[Selected text]
-- -- --

# Fishing while on the hunt.



## Catherder (Aug 2, 2008)

Got back today after several days down South for the deer hunt. I enjoyed the hunting but the fishing almost never disappoints where we go. (I bet the same can be said for a number of places.)

The day before the opener, I had a few hours to hit Kingston canyon. Numbers were off the hook, but the average size was a bit smaller this time. There were exceptions however.



A couple days later, a buddy and I hit Otter creek for a few hours after having to head to town to deal with some mechanical issues. It wasn't fast there, but the 2 I caught were pigs. One fish fed both of us that evening. Alas, no pics there.

A couple days later, I had some time to kill in the afternoon and tried a small stream I had never hit before. The fish were skittish, but with stealth, plenty were caught, some with surprising size.



Good luck if you head out for the 2nd weekend of the hunt or are heading out just to fish.


----------



## Packfish (Oct 30, 2007)

It just doesn't get better than that , be it Big Game/Fish or Upland Birds/Fish- just one the extreme pleasures of life associated with the fall and what a great fall it has been.


----------



## LostLouisianian (Oct 11, 2010)

There was one spot we hunted in Louisiana when I was a kid and my grandpa almost always brought fishing gear during the duck hunt to that spot. It wasn't unusual for him to come home with a limit of ducks and a dozen or two nice slab crappie.


----------

-- -- --

[Problem statement] Reproduce the passage of the fishing thread that begins at "A couple days later, a" and stops after "no pics there.".

[Detection annotation records]
-- -- --

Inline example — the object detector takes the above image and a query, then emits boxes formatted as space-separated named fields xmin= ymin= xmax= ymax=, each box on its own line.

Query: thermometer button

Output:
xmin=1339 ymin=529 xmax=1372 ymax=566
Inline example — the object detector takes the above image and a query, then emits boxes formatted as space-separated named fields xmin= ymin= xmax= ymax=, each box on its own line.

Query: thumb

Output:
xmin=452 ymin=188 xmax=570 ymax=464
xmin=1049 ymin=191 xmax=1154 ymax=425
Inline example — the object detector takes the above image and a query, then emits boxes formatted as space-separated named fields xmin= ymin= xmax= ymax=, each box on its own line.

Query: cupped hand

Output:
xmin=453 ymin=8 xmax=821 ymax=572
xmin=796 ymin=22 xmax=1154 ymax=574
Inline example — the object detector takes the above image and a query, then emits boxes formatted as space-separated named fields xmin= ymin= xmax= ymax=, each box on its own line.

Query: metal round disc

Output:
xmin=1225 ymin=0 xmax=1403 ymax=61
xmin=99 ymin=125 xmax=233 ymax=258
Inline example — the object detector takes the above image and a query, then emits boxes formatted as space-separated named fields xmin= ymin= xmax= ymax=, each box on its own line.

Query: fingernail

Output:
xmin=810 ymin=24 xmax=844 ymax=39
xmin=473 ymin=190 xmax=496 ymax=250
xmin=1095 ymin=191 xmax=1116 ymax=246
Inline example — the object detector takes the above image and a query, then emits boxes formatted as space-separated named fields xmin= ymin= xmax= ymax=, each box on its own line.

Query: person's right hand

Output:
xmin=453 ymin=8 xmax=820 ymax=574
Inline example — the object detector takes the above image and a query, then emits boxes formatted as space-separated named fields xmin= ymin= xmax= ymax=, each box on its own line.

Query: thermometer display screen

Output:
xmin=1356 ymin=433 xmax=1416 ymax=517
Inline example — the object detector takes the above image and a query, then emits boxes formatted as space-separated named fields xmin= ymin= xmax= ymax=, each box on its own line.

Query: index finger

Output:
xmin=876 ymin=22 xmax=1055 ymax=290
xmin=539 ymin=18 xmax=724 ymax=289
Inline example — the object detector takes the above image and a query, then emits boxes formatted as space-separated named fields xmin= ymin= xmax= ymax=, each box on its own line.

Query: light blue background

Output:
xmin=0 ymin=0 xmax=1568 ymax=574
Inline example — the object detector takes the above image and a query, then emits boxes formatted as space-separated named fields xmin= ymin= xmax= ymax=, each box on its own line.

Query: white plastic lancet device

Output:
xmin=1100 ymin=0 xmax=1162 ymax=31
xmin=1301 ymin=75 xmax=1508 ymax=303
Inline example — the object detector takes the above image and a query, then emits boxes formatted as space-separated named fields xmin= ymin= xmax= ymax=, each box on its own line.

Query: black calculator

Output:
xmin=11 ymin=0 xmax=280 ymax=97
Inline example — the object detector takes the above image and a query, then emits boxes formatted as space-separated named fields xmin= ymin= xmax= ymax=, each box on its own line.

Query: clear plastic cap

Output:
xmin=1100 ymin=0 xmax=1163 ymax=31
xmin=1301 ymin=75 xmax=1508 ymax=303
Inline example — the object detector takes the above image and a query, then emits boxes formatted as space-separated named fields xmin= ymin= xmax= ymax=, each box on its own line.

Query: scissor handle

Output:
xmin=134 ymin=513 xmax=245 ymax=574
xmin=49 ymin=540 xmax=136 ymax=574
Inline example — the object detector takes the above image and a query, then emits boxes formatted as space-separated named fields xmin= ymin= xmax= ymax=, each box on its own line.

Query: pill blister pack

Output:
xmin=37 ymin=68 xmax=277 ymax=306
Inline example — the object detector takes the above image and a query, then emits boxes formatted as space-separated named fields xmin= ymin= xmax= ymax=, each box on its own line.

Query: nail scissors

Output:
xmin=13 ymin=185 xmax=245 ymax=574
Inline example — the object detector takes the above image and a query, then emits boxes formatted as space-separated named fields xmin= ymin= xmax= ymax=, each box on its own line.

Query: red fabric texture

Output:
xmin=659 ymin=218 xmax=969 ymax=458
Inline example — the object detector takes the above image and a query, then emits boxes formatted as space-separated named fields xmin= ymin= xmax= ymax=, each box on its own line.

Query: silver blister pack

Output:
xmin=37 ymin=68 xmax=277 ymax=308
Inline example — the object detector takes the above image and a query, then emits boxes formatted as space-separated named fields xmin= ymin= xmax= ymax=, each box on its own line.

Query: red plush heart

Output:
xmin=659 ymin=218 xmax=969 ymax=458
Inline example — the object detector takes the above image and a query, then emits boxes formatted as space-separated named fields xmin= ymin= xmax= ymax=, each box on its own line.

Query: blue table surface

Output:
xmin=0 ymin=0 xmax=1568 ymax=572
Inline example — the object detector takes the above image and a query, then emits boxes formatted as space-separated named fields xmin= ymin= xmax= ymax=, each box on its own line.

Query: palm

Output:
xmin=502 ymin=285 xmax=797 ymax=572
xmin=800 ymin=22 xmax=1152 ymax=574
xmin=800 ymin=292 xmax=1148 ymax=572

-- -- --

[Response to this exercise]
A couple days later, a buddy and I hit Otter creek for a few hours after having to head to town to deal with some mechanical issues. It wasn't fast there, but the 2 I caught were pigs. One fish fed both of us that evening. Alas, no pics there.